- [Passage to read]

106 Colo. 475 106 P.2d 464

No. 14,821.

In re Interrogatories by the Governor.

(106 P. [2d] 464)

Answers filed October 14, 1940.

Mr. Byron G. Rogers, Attorney General, Mr. Joseph D. Iskow, Assistant, appearing for the Governor.

Mr. Malcolm Lindsey, Mr. Wayne D. Williams, Mr. J. Frederick 'Schneider, Mr. William L. Cohn, Mr. Thornton H. Thomas, Jr., amici curiae.

En Banc.

Per Curiam.

His Excellency, the Honorable Ralph L. Carr, governor of the state of Colorado, has requested this court to answer three interrogatories..

*476The first interrogatory is as follows:

“First: Are all or any of the employees in the county departments of public welfare state employees in the classified civil service as provided by article XII, section 13 of the Colorado Constitution?”

No, the employees in the county department of public welfare of any county, as now provided for by chapter 5, S.L. Second Extraordinary Session 1936, whether the county be the City and County of Denver or any of the other sixty-two counties, are not state employees in the classified civil service within the meaning of section 13 in article XII of the Colorado Constitution.

The second interrogatory is as follows:

“Second: If the court holds that all or any of the employees of the county departments of public welfare, including all or any of the employees of the welfare department of the City and County of Denver, are not employees in the state classified civil service as provided by article XII, section 13 of the Colorado Consitution, has the state department of public welfare the constitutional jurisdiction to provide for the selection, retention and promotion of all such employees on a basis of merit and fitness?”

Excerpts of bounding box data
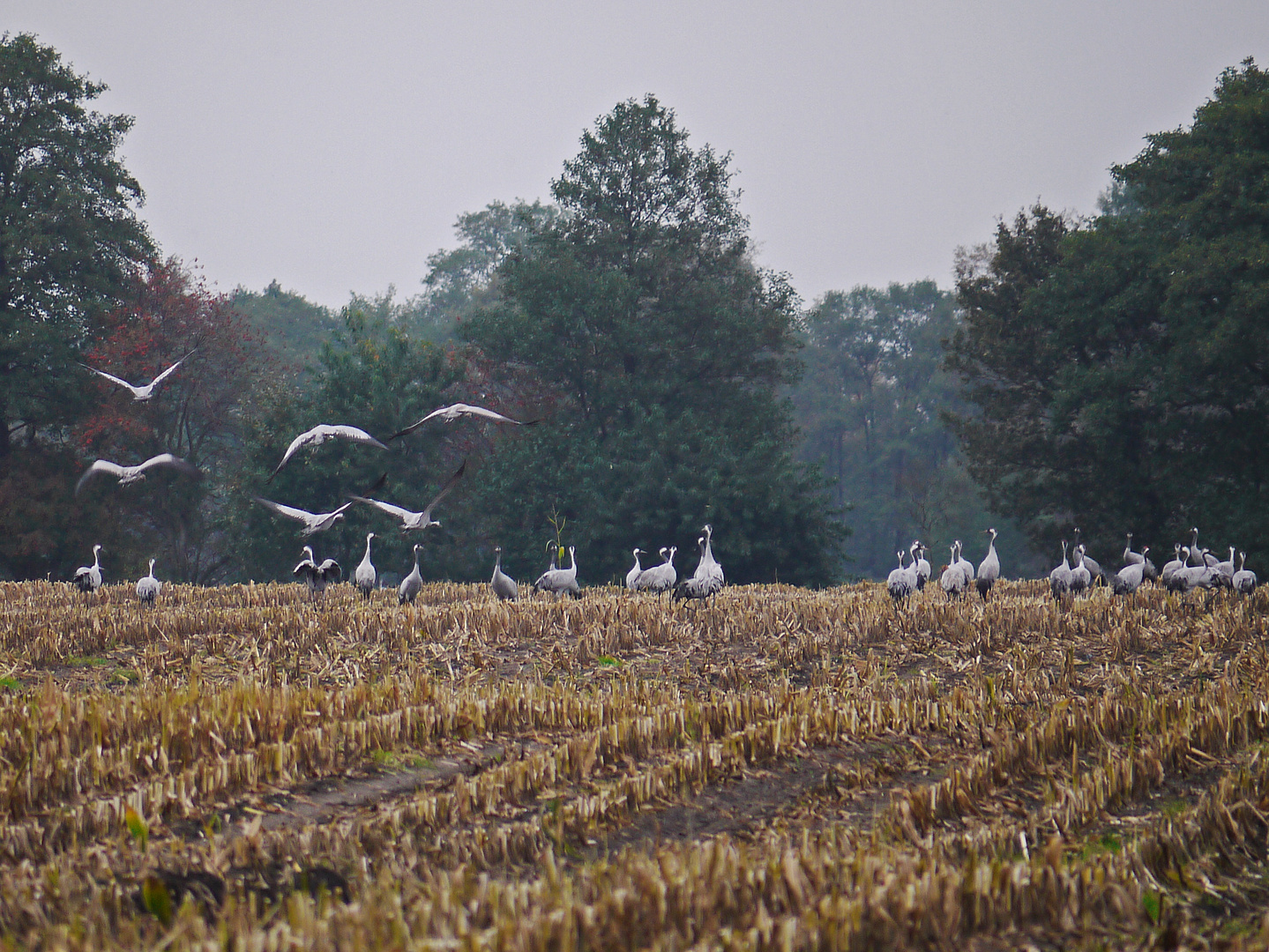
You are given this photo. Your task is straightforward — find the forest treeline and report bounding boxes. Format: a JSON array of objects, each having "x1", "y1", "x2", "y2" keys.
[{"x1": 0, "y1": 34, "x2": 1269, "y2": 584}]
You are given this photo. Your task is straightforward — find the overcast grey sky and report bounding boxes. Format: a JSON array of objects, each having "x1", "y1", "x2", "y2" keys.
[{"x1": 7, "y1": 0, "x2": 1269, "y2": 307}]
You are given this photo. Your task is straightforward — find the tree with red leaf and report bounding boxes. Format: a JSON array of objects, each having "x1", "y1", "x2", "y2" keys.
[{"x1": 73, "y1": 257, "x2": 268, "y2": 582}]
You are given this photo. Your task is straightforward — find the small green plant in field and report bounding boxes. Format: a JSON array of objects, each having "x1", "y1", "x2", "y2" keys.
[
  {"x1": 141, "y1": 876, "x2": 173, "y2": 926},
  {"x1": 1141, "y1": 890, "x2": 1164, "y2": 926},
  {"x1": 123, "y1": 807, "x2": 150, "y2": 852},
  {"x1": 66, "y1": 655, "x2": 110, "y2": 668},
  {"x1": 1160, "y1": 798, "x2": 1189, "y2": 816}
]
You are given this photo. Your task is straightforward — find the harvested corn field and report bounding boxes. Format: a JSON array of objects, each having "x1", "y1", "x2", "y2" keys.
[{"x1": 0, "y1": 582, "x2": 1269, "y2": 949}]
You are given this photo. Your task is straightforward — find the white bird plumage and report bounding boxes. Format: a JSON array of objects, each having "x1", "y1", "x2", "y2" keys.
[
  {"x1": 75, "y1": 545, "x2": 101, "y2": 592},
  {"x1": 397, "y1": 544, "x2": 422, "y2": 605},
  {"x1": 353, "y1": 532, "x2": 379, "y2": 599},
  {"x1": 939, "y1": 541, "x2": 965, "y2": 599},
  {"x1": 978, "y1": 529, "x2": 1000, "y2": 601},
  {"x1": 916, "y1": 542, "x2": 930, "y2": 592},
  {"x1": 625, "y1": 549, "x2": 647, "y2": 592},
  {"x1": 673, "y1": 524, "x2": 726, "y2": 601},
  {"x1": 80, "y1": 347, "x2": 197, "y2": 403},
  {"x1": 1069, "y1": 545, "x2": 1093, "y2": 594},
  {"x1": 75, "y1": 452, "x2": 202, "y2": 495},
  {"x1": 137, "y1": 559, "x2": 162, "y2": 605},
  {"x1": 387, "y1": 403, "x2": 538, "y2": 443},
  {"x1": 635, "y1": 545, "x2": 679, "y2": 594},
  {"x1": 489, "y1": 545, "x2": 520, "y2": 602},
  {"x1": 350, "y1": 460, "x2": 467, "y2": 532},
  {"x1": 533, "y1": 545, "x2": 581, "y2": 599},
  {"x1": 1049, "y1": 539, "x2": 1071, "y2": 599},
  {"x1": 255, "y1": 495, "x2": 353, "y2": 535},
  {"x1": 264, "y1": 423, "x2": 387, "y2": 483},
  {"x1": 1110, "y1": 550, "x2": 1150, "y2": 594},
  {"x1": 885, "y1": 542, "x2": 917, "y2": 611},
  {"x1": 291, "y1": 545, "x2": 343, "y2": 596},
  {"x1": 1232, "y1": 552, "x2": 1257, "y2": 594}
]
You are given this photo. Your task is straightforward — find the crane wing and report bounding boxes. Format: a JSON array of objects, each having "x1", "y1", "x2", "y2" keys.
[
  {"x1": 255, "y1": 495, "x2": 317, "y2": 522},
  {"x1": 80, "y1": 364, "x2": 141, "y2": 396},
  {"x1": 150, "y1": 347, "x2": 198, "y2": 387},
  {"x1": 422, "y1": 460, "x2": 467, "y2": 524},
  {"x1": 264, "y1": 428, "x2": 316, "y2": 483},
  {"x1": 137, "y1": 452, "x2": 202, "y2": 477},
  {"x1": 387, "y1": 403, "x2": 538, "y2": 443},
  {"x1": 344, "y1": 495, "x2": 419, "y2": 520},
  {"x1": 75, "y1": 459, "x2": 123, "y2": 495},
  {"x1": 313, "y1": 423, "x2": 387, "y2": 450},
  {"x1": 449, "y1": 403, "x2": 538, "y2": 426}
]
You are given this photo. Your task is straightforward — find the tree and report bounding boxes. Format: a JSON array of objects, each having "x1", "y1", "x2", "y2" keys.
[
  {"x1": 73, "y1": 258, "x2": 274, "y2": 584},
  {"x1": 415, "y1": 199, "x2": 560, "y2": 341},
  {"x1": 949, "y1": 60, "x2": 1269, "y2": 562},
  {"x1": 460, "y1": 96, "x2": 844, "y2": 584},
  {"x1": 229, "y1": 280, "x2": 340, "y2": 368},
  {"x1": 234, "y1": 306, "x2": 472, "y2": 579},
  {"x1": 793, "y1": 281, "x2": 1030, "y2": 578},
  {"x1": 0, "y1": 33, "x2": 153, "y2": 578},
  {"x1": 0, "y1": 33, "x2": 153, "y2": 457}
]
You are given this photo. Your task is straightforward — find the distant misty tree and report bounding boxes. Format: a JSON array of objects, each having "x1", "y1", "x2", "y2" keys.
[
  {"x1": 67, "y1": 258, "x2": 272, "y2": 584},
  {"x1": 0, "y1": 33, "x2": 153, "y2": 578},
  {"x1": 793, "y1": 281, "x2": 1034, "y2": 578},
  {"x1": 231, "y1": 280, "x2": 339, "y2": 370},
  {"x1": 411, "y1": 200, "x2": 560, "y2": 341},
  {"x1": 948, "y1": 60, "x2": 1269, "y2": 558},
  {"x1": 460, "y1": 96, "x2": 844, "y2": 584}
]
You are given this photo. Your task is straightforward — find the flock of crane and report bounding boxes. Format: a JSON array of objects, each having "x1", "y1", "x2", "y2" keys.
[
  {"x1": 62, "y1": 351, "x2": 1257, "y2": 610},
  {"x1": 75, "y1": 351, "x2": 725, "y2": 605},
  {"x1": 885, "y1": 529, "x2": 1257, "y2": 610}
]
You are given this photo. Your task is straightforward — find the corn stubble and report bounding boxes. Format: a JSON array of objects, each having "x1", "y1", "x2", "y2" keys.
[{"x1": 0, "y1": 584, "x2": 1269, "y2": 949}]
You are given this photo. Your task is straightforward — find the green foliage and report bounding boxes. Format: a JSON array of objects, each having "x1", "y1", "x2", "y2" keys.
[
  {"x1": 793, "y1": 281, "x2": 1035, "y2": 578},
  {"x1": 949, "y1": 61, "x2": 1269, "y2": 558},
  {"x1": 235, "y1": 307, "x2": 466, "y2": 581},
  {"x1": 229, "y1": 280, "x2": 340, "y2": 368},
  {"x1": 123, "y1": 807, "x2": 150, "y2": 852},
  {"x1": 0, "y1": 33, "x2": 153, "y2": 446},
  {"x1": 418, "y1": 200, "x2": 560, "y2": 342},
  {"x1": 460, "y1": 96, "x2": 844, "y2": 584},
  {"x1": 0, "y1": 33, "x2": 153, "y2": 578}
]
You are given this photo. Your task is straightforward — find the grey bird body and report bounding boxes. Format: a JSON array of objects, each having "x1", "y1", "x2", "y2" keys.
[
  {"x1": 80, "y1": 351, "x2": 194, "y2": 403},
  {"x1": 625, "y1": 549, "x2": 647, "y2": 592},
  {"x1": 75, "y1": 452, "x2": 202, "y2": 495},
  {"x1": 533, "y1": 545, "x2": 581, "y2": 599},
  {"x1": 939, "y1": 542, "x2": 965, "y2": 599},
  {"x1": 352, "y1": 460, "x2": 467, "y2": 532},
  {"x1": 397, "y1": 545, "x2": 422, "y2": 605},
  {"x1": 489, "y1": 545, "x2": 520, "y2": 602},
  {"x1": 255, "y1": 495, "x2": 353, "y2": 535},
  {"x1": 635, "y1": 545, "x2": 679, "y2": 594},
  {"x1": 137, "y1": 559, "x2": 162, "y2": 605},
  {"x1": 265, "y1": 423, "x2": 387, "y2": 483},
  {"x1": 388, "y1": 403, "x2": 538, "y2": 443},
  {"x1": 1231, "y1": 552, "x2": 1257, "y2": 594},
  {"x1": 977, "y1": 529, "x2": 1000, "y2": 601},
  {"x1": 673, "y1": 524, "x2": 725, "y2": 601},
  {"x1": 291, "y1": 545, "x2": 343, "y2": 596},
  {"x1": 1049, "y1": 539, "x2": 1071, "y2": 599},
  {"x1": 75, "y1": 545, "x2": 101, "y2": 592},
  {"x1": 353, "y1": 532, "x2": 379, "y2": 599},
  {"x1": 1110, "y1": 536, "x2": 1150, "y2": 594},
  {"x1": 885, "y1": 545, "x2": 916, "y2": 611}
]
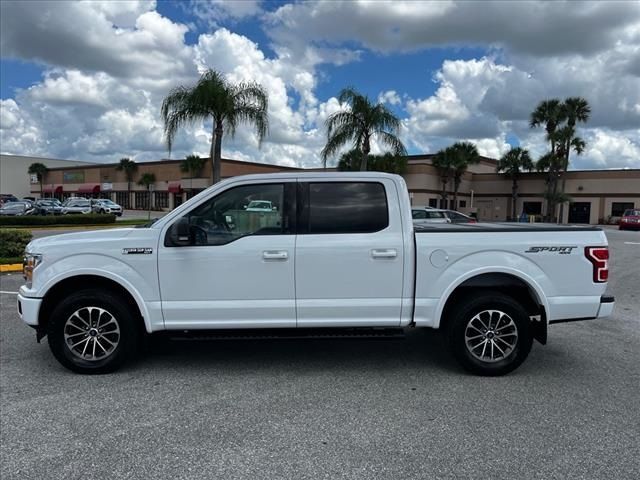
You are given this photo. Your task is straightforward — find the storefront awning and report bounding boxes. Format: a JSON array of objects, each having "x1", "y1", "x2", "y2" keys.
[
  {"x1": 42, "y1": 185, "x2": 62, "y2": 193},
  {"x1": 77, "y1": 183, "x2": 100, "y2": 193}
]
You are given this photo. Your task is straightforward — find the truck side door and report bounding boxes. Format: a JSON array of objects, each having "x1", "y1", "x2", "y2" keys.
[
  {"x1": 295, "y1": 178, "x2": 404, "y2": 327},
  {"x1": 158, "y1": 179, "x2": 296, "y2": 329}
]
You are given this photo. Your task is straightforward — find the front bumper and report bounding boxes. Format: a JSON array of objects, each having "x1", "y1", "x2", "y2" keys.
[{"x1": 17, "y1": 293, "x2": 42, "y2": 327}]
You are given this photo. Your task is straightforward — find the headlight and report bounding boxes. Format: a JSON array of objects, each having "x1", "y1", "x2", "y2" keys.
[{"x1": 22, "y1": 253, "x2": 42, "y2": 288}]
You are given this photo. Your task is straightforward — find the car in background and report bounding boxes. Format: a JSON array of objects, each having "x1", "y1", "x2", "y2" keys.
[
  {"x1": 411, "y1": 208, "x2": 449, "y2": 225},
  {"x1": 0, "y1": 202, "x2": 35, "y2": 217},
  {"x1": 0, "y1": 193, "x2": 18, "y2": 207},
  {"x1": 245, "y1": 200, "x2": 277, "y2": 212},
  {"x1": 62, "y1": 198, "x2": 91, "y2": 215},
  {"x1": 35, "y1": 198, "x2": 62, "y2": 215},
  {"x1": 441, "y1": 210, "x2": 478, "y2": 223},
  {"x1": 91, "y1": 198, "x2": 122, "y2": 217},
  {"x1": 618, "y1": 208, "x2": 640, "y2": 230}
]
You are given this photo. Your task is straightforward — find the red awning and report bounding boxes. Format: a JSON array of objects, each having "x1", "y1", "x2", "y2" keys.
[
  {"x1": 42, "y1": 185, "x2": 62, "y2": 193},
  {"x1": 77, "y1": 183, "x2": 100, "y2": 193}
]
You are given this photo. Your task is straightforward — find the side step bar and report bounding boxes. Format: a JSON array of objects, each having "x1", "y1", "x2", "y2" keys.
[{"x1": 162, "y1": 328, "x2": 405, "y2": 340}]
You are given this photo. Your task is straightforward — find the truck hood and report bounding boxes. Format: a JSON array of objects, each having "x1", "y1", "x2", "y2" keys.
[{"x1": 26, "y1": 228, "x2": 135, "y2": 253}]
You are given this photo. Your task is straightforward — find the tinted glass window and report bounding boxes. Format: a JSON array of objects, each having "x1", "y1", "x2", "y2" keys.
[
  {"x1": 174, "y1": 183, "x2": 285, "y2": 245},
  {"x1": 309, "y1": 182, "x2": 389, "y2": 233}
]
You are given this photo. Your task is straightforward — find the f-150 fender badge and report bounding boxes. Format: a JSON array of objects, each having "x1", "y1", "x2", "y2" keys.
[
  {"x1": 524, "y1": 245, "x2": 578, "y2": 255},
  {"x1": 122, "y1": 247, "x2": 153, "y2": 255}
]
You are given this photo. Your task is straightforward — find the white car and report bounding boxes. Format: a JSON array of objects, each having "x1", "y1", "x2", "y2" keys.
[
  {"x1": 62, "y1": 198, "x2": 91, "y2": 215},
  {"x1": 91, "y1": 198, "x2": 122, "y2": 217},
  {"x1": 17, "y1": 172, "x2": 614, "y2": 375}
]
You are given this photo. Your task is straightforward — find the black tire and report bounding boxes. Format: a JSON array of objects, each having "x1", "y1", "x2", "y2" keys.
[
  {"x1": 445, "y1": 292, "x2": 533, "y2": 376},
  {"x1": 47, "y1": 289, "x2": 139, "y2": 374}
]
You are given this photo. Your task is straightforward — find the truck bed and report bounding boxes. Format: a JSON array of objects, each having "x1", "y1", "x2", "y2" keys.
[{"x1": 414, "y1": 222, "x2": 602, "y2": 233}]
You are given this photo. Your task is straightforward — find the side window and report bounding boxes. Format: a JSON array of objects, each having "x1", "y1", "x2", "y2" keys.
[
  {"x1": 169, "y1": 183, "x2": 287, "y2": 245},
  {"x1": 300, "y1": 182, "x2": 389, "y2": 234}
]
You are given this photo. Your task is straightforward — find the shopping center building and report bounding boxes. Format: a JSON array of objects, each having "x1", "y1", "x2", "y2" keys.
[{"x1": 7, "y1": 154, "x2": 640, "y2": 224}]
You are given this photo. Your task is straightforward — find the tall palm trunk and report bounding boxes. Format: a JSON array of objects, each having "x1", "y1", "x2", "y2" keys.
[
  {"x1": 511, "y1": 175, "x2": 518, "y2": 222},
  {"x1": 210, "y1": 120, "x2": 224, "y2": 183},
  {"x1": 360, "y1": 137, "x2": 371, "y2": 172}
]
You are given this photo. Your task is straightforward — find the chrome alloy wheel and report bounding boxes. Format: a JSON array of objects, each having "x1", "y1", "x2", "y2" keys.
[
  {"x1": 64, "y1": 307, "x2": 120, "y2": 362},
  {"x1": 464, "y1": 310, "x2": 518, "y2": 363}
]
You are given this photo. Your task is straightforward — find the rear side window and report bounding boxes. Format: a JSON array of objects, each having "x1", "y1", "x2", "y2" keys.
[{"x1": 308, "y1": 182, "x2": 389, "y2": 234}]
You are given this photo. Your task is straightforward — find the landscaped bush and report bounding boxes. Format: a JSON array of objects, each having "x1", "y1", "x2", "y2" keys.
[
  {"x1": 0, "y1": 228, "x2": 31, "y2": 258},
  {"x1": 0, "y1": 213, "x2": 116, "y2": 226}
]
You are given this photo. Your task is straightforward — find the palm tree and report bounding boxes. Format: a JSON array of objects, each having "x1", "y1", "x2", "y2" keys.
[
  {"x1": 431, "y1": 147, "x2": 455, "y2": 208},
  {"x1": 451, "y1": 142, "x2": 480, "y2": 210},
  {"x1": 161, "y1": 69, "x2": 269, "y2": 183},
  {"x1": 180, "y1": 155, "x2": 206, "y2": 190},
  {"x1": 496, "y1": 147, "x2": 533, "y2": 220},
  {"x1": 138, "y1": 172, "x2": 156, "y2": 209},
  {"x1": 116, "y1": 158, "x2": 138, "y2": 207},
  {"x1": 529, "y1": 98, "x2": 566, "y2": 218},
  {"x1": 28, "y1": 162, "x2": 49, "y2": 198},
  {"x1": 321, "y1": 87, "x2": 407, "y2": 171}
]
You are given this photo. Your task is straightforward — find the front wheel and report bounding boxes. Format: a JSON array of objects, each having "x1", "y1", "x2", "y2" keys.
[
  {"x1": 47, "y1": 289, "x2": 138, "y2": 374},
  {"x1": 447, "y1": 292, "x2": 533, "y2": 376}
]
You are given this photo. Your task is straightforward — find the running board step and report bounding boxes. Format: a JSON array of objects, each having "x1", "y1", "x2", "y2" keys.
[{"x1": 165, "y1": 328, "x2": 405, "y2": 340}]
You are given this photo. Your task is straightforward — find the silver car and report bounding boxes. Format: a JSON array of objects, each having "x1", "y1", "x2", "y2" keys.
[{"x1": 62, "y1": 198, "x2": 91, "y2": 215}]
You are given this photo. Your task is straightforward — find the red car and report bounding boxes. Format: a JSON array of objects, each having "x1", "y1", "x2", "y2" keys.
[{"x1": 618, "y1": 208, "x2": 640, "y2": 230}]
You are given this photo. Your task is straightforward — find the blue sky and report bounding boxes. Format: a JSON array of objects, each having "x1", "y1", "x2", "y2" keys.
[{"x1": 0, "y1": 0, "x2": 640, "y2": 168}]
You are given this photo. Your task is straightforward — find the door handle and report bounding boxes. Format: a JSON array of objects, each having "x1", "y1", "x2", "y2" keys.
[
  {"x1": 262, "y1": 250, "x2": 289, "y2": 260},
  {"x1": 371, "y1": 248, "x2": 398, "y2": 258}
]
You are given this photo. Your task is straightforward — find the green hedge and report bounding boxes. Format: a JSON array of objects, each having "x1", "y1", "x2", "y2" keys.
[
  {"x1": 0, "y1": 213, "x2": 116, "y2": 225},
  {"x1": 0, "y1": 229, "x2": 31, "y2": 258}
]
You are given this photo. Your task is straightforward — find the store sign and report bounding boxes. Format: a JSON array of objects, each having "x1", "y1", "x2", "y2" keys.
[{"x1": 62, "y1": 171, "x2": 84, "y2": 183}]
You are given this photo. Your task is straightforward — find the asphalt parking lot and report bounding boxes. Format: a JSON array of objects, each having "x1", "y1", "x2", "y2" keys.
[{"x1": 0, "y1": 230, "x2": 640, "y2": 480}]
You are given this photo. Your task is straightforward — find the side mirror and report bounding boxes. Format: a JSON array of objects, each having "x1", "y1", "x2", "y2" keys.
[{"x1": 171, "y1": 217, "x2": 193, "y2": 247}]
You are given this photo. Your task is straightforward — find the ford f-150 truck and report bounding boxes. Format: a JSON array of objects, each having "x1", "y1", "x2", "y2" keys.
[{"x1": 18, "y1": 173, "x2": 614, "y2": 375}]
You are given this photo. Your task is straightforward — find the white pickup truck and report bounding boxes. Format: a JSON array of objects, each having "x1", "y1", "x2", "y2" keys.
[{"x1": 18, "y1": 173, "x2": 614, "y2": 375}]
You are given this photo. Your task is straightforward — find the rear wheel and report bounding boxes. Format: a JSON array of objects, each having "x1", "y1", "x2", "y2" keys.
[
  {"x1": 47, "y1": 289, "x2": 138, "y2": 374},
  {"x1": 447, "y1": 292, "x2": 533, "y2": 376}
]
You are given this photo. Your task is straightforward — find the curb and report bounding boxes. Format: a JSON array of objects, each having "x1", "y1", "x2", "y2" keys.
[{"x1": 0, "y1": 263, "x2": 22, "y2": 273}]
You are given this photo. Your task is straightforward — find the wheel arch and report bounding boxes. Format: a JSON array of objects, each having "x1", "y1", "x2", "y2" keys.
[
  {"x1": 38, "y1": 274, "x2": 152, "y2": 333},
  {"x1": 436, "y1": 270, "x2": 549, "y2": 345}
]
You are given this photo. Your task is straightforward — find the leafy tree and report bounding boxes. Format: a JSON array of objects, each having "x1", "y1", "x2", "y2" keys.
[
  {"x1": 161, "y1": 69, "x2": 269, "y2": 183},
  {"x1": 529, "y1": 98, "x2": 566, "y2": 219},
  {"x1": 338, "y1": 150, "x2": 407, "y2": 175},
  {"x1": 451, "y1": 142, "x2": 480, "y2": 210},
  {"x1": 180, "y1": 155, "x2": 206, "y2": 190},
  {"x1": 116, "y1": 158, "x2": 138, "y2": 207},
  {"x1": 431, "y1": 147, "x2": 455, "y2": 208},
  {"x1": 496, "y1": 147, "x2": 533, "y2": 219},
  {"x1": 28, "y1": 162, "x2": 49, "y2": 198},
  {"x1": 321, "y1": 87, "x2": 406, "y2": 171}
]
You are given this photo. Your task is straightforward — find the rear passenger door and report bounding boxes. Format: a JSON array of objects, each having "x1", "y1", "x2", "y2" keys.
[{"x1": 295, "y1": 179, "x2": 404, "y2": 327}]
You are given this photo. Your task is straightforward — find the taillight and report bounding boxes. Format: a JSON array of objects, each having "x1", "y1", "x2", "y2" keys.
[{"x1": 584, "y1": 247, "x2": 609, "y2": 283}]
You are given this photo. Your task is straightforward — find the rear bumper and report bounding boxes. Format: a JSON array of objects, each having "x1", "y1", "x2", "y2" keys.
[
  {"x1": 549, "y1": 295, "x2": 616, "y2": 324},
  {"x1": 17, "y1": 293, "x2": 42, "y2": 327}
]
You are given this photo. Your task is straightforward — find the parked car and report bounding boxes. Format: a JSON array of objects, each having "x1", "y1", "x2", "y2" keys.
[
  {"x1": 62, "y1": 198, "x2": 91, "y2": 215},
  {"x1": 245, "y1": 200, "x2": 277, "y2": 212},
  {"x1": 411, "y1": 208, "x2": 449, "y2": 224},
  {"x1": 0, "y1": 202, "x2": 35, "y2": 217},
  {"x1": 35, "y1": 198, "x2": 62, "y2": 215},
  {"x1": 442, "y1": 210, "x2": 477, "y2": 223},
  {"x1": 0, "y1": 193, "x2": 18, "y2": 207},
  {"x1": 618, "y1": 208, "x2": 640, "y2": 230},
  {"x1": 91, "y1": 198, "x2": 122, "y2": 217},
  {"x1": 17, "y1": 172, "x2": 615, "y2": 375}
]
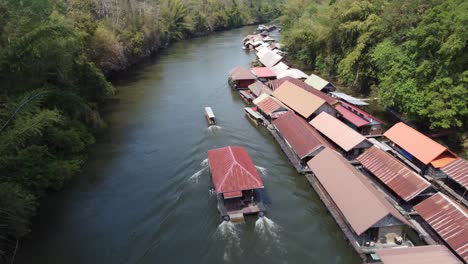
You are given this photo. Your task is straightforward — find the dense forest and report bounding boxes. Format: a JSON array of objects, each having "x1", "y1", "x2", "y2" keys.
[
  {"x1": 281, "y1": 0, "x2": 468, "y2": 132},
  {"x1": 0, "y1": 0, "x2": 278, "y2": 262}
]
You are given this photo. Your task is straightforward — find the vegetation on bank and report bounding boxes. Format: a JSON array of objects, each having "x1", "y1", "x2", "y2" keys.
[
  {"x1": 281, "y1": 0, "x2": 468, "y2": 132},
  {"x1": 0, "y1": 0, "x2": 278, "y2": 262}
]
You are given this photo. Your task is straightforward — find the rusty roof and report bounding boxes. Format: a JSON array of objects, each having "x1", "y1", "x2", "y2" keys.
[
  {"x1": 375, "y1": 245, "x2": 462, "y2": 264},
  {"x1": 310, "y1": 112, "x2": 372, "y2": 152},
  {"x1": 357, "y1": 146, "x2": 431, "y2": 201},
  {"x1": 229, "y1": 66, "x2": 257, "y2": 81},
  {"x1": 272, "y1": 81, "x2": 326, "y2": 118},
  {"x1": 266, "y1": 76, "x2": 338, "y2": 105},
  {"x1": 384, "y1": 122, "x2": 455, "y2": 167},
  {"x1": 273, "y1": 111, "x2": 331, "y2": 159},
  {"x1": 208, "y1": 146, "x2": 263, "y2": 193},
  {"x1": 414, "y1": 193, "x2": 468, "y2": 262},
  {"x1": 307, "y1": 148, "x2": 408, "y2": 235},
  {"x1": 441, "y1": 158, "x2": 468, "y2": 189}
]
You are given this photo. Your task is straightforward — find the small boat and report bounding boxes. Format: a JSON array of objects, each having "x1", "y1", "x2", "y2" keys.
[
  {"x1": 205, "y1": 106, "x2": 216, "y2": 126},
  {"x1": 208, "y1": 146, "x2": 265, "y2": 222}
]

- [Work to do] Change the part of the court opinion between "In re Interrogatories" and "Per Curiam.", inclusive, putting "friends of the court" in place of "amici curiae". Work only from the court opinion.

- [Answer to the problem]
In re Interrogatories by the Governor.

(106 P. [2d] 464)

Answers filed October 14, 1940.

Mr. Byron G. Rogers, Attorney General, Mr. Joseph D. Iskow, Assistant, appearing for the Governor.

Mr. Malcolm Lindsey, Mr. Wayne D. Williams, Mr. J. Frederick 'Schneider, Mr. William L. Cohn, Mr. Thornton H. Thomas, Jr., friends of the court.

En Banc.

Per Curiam.